### Goal of the exercise
In the text about KLM Flight 685, where is the U.S. National Targeting Center based?

### Text passage
— START —

Arpil 25 issue - It's part of the routine for air travel since 9/11. Fifteen minutes after KLM Flight 685 took off from Amsterdam for Mexico City on April 8, Mexican authorities forwarded the names of all the passengers to the U.S. Department of Homeland Security. The reason: the flight was scheduled to pass through U.S. airspace after making a long swing over Canada. The information was then passed on to the U.S. National Targeting Center, based at a secret address in the Virginia suburbs of Washington, D.C. That's when the routine became extraordinary: by the time the Boeing 747 had finished its three-hour crossing of the Atlantic, Homeland Security screeners were on high alert. The names of two Saudi passengers aboard the KLM flight had begun producing "hits" on the screening center's lists of 70,000 suspect foreigners.

— END —

### Stored records

— START —

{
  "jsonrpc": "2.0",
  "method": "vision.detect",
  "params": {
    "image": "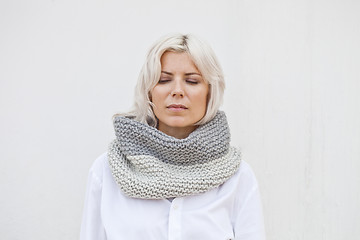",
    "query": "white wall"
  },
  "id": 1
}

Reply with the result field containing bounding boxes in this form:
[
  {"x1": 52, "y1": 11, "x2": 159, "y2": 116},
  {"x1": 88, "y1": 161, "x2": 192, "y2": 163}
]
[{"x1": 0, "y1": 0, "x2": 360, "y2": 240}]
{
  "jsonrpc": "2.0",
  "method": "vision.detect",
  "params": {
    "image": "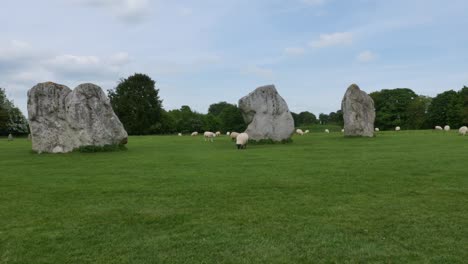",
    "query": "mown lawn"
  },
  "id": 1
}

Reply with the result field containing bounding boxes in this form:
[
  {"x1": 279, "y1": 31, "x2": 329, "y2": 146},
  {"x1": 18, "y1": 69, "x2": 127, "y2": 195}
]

— END —
— START —

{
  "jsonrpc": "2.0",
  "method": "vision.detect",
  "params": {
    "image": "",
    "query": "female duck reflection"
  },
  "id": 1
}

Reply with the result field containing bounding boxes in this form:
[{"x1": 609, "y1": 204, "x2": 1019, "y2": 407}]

— END —

### Final answer
It is based at a secret address in the Virginia suburbs of Washington, D.C.